La modélisation est une technique conceptuelle qui permet à la fois de construire l’outil de compréhension et l’outil de prospection des médiations interactives.

En quelques mots nous avons brièvement abordé et jeté les bases d’une problématique puis émis des hypothèses. Notre projet est de comprendre les médiations interactives à partir de leur mise en scène. Nous allons maintenant suivre un cheminement réflexif pour élaborer une méthodologie permettant de traiter notre projet en poursuivant deux objectifs :

  • Rationaliser (rendre accessible à la raison, à la réflexion) la démarche qui conduira d’une question à ce qu’on dira, à ce qu’on écrira en terme de réponses ou de nouvelles questions.

  • Enrichir une pratique de recherche d’une connaissance et d’un savoir-faire actualisant ou mettant en perspective d’autres problématiques que l’on pourra rapprocher d’un point de vue fondamental (conceptuel) ou appliqué (mise en pratique de concepts et de démonstrations théoriques).

Dès le départ (et parfois avant), cet engagement méthodologique marque le devenir du traitement démonstratif de la problématique initiale. C’est le fondement épistémologique de chaque recherche.

Nous avons évoqué précédemment le cadre épistémologique dans lequel s’inscrit ce travail. Il en éclaire le sens et les limites. Au delà d’une pure réflexion, cette quête épistémologique aboutit à définir pratiquement les outils de traitement et de compréhension des enjeux de la problématique.

Dans notre cas, l’outillage méthodologique de base est conceptuel et s'articule autour d'un travail de modélisation.

+-------+

* Consigne A
D'après l'extrait sur la modélisation des médiations interactives, autour de quoi s'articule l'outillage méthodologique de base de ce travail ?
* Consigne B
Prolongez le texte consacré à la modélisation des médiations interactives en reprenant le fil après sa dernière phrase.

* Données sources

+-------+

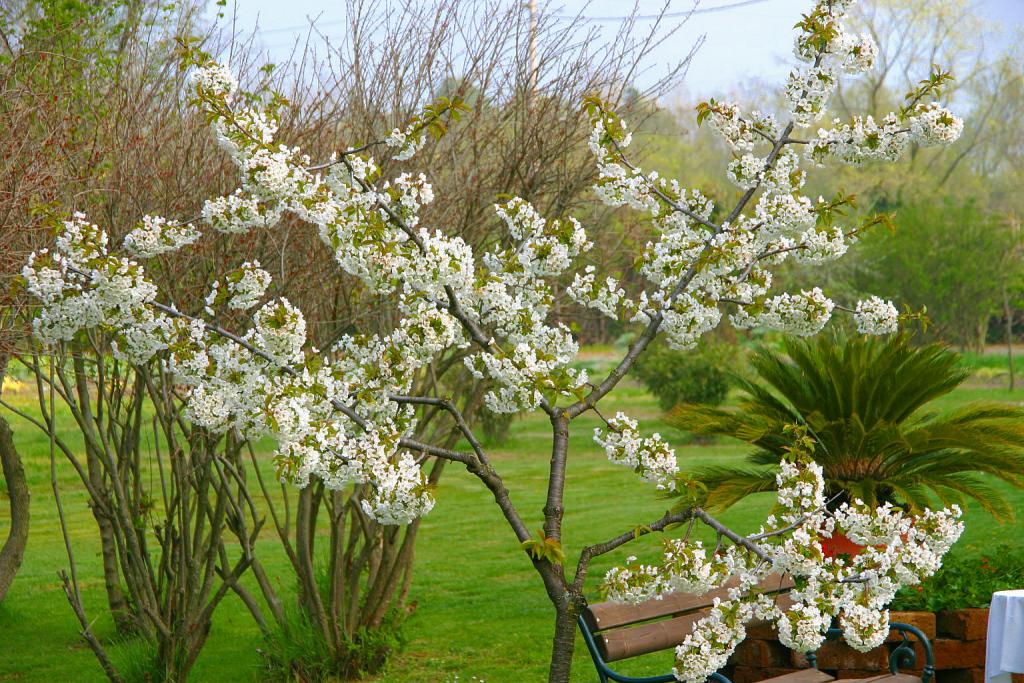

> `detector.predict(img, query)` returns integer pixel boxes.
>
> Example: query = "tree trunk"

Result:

+-------+

* Réponse A
Il s'articule autour d'un travail de modélisation.

* Réponse B
Pour faire une comparaison rapide, la modélisation est à notre projet ce qu’une équation peut être à un projet mathématique. Sans pousser plus, ici, l’aspect purement épistémologique du choix d’une approche par modélisation, nous dirons que la modélisation :

  • Projette symboliquement les éléments d’une problématique ainsi que les propriétés qui les lient.

  • Simule théoriquement (et virtuellement) les interrelations entre les différents éléments de la problématique et les aboutissants de leurs modifications.

  • Navigue rétroactivement entre les différents niveaux de compréhension d’une problématique en posant les modes de conversion entre le théorique et le pratique (A ce niveau nous avons recours à des méthodes et des outils " secondaires ").

Dans notre cas précis cela prendra par exemple la forme d’une représentation de notre problématique selon le schéma suivant :

Illustration 1 Modèle canonique de la médiation

Notre problématique s’appuie sur l’hypothèse d’une interrelation forte entre des contenus, des formes et des actions que nous appelons mise en scène.

Cela est une première approche sous forme de modèle de notre problématique. Nous la complexifierons et nous essayerons de dépasser cette base en travaillant à la fois sur les propriétés représentées et leur représentation.

L’approche modélisatrice passe par une attention portée à ce qui est représenté, mais aussi à la symbolisation de ce qui est représenté, donc aux fondements et aux propriétés même de la projection. " Le système de modélisation est récursif, s’établissant dans l’interaction entre le système modélisé (le phénomène perçu comme complexe) et le système modélisant. […] Le système de modélisation (le modélisateur concevant et interprétant le modèle d’un système complexe) se comprend comme s’auto-finalisant : il élabore ses projets, il est projectif " (Jean-Louis LE MOIGNE) [14 p.65].

Conjointement il faudra donc garder à l’esprit que ce modèle va être dynamisé tant dans son fonctionnement que dans son contenu.

Par ces propriétés, nous espérons que la modélisation de notre projet aura une double vocation : être un outil de connaissance et être un outil de simulation.

Notre approche à partir de la modélisation correspond à un glissement cognitif, une articulation entre différents niveaux qui vont du théorique au pragmatique. Dans les faits, cette opération n’est pas aussi hypothético-déductive que le laisse transparaître la mise en perspective linéaire du texte. Au détours des exemples, on constatera, qu’il y a des allers et retours entre l’expérience et la réflexion sur les pratiques.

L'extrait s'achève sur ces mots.